** START OF Data shown **
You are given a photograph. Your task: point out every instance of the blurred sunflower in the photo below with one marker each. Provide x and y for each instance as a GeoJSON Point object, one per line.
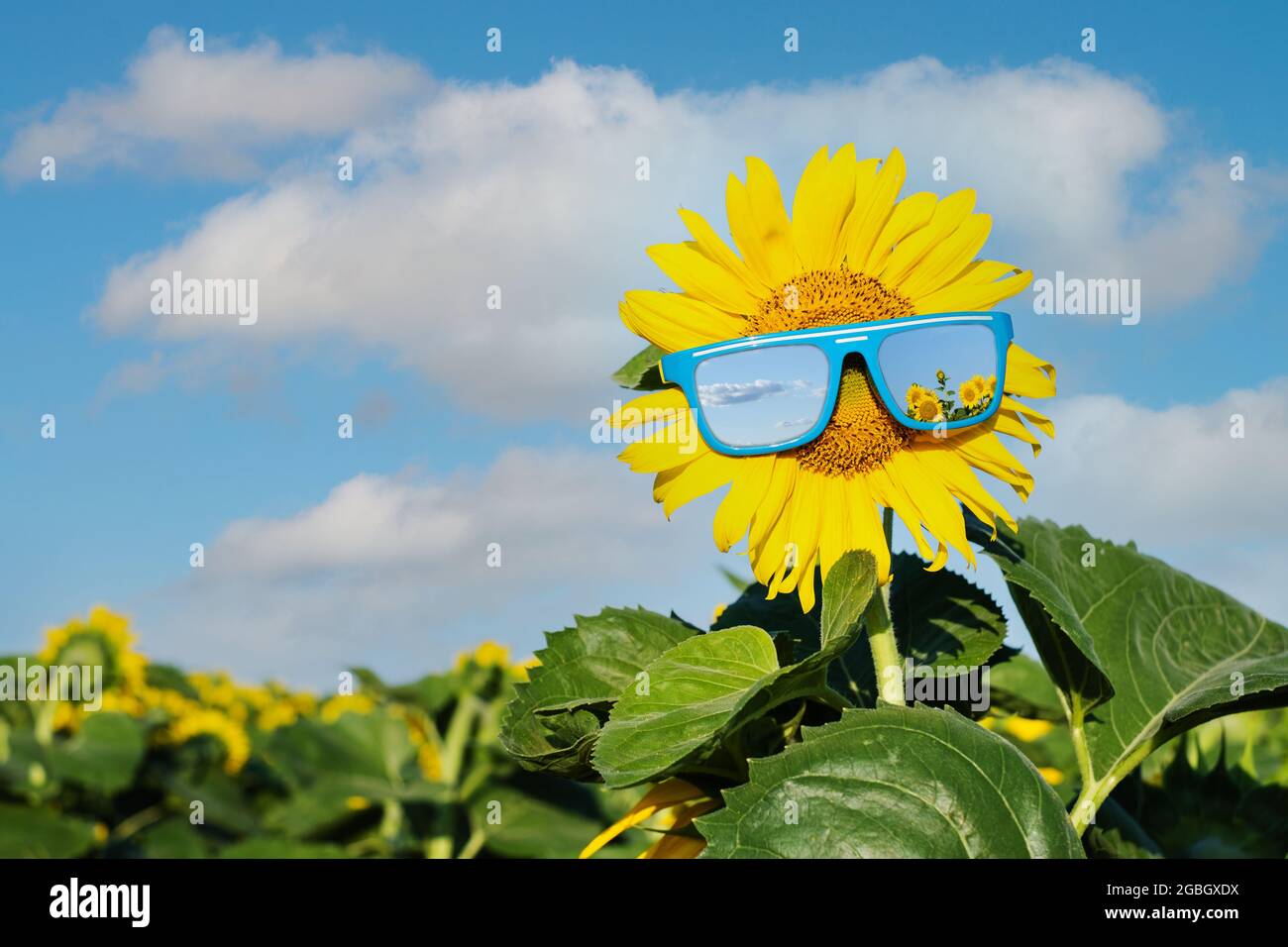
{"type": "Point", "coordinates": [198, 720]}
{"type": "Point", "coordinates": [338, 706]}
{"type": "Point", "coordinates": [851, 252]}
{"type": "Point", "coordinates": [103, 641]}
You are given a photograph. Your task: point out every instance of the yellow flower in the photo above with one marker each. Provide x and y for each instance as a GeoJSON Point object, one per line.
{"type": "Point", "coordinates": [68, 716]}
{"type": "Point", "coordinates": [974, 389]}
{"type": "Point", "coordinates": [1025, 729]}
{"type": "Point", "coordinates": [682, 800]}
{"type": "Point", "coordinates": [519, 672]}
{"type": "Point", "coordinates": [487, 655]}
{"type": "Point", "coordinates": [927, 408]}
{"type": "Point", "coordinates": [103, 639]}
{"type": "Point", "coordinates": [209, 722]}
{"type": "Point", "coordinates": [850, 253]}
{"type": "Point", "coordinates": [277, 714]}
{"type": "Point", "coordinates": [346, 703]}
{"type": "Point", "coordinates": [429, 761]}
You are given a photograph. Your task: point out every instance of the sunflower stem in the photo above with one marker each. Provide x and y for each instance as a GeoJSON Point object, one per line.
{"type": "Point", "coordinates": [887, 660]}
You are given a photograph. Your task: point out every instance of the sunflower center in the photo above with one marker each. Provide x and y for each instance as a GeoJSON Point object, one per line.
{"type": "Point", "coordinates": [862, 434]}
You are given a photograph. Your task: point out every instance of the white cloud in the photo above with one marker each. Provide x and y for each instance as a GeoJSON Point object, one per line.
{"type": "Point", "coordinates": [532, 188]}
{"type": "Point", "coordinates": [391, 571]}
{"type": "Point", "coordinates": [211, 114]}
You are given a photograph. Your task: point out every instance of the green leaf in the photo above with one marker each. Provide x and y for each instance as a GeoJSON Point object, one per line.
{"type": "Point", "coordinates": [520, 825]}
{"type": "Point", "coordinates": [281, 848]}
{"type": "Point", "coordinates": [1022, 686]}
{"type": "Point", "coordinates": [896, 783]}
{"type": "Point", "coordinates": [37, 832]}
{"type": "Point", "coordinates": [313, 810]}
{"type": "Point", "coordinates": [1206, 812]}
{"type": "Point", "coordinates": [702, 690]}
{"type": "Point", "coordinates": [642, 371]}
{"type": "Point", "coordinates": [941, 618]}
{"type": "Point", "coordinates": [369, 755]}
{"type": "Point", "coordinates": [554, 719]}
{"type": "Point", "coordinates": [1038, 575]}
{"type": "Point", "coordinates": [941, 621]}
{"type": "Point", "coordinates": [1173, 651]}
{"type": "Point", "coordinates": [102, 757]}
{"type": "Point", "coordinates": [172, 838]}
** END OF Data shown **
** START OF Data shown **
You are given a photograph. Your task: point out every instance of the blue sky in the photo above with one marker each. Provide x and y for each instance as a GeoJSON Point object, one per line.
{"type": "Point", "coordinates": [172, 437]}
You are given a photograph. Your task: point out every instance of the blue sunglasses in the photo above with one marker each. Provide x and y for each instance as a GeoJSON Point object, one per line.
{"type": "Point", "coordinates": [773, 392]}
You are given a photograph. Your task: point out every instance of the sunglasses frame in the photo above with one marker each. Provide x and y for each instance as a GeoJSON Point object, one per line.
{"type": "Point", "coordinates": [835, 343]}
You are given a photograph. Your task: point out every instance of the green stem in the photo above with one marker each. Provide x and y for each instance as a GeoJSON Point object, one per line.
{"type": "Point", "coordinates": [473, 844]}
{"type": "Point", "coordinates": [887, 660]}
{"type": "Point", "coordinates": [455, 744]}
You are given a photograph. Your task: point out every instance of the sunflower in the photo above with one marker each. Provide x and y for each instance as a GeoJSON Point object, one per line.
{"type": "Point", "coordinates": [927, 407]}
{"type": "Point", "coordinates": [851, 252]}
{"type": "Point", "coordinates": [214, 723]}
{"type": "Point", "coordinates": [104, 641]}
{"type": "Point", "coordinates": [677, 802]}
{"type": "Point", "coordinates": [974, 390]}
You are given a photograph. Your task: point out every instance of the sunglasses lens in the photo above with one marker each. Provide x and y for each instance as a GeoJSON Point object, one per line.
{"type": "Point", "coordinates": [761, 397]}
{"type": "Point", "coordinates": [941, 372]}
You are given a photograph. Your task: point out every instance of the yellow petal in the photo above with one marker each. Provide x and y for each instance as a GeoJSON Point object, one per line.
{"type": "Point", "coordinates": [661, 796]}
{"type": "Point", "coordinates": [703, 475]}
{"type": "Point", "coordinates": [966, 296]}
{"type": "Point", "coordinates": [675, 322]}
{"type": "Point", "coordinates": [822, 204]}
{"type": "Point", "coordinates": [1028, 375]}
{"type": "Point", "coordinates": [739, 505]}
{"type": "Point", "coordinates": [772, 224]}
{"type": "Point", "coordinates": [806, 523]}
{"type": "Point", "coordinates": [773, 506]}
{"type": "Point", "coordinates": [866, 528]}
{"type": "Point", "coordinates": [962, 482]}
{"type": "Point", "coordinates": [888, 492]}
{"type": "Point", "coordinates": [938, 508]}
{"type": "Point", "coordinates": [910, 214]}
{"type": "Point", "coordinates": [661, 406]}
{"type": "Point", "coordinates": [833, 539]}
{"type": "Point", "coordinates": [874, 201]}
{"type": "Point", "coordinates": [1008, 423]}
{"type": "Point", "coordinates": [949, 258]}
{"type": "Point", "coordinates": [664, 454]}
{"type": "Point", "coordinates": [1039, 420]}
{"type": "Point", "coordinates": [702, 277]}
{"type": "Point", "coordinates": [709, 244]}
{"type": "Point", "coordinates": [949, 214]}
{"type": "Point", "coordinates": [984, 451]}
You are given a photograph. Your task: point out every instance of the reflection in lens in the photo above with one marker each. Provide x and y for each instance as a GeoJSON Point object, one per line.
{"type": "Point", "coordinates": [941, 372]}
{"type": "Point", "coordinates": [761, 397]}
** END OF Data shown **
**What to produce:**
Gather every line in the items above that contains the string "stem", and copy each of those lines in full.

**Task answer:**
You are given a photograph. Your task: point out every instance of the sunflower stem in the photo above with one marker each. Provide x and y for each instance as a GeoJSON Point object, one per line.
You are given a photograph. Your task: point out every instance of the green stem in the photo above with one marker each. Provide x and y for each instance as a GeoJSON Point object, one per line.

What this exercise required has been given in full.